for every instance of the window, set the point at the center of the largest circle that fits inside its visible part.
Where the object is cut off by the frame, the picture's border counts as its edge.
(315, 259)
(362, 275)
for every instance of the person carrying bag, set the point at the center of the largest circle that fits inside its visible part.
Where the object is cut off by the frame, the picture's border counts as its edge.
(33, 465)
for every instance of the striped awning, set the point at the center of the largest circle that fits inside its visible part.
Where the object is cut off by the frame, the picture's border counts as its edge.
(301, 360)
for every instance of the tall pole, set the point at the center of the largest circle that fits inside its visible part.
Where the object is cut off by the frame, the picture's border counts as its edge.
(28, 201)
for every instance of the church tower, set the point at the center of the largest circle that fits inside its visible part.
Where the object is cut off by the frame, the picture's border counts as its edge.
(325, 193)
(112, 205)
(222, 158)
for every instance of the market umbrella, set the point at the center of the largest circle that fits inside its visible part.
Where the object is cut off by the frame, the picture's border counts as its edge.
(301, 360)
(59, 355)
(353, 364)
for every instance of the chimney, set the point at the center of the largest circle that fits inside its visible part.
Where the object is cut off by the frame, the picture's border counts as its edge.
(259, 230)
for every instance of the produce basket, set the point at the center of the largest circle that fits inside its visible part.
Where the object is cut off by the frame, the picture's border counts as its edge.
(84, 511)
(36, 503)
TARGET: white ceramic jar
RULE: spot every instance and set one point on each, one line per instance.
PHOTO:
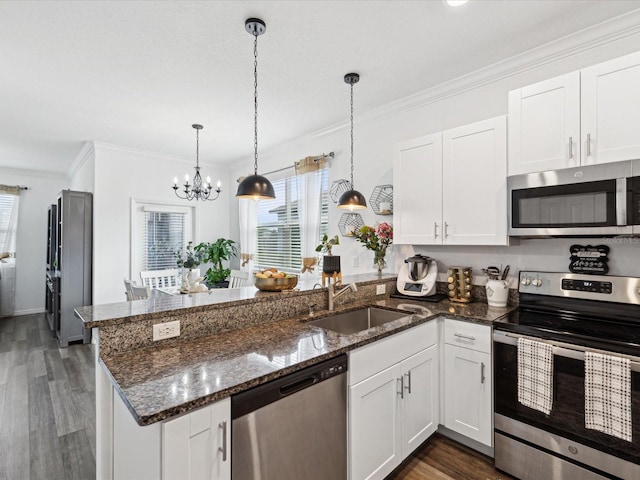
(497, 293)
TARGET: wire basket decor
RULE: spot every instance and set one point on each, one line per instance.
(381, 200)
(349, 223)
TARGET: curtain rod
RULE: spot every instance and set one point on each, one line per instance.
(317, 158)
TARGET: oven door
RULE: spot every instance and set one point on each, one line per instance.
(562, 433)
(571, 202)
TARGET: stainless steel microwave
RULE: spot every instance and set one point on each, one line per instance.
(594, 200)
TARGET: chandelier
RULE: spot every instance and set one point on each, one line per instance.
(199, 190)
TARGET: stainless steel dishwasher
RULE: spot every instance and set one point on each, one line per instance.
(294, 427)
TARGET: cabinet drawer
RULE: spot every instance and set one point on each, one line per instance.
(375, 357)
(467, 335)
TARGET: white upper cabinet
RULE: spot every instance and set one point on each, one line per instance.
(582, 118)
(442, 182)
(544, 125)
(417, 192)
(611, 110)
(474, 183)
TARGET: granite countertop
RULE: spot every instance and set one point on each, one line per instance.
(163, 304)
(161, 382)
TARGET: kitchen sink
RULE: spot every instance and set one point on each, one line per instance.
(357, 320)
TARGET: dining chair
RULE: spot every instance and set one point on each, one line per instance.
(238, 278)
(168, 277)
(140, 292)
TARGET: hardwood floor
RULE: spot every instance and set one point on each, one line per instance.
(47, 415)
(47, 404)
(443, 459)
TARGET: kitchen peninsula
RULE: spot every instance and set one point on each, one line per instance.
(230, 341)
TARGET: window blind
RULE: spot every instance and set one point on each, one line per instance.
(278, 227)
(6, 208)
(164, 234)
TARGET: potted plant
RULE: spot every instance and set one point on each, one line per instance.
(330, 263)
(189, 259)
(215, 253)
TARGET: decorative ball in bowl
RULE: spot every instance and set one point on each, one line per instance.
(270, 280)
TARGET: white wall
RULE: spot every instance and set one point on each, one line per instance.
(31, 256)
(463, 101)
(82, 170)
(122, 174)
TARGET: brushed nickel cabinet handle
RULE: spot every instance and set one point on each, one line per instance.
(467, 337)
(223, 448)
(570, 147)
(408, 387)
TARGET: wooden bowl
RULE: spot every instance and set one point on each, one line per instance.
(275, 284)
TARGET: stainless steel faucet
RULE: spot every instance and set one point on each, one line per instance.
(333, 296)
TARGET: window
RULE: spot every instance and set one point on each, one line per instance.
(278, 227)
(160, 231)
(7, 223)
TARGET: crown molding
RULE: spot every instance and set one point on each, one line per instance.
(34, 173)
(615, 29)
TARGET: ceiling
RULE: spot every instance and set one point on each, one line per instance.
(139, 73)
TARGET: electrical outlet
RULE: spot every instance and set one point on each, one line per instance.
(166, 330)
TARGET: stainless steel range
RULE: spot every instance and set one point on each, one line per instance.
(568, 314)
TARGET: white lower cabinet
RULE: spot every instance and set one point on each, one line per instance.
(394, 409)
(197, 445)
(193, 446)
(467, 398)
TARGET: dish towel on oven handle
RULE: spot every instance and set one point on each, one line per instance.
(607, 389)
(535, 375)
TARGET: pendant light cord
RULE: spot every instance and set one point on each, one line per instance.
(197, 149)
(351, 118)
(255, 102)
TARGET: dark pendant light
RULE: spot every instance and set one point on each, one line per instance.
(352, 199)
(255, 186)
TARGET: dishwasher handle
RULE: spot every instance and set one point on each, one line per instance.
(296, 386)
(252, 399)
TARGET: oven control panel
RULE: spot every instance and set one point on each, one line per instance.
(596, 286)
(608, 288)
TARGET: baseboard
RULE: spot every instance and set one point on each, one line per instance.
(28, 311)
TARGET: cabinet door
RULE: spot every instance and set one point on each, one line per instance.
(611, 110)
(417, 191)
(544, 125)
(467, 393)
(196, 445)
(374, 429)
(420, 403)
(475, 183)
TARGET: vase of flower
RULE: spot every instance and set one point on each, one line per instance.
(378, 260)
(378, 239)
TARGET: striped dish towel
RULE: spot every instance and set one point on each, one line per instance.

* * * * *

Up to and including the line containing "for every instance of the tall", please write out the listing exactly, starting from its first line.

for every instance of the window, set the point at the center of the largest circle that fits inside its visible part.
Where the object is cut off by the frame, the picture's border counts as its edge.
(315, 259)
(362, 275)
for every instance of the person carrying bag, set the point at the center of the largest circle that fits inside its visible part.
Where the object is cut off by the frame, the picture's border counts as its edge.
(33, 465)
for every instance of the striped awning, set the point at the center of the largest circle that fits inside its visible part.
Where the object is cut off by the frame, the picture's border counts as its edge.
(301, 360)
for every instance of the tall pole, set the point at the center of the largest circle that fits inside its visible part.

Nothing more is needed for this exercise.